THE DATA Start Marker

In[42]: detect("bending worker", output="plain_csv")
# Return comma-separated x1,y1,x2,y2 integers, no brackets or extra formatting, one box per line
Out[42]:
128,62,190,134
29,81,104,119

THE DATA End Marker

### TASK TO COMPLETE
The requested lines run from the one with "# Return comma-separated" through the last line of the records. Return them exactly.

### RESULT
# Return comma-separated x1,y1,x2,y2 integers, no brackets or extra formatting, one box per line
Out[42]:
128,62,190,134
29,81,104,119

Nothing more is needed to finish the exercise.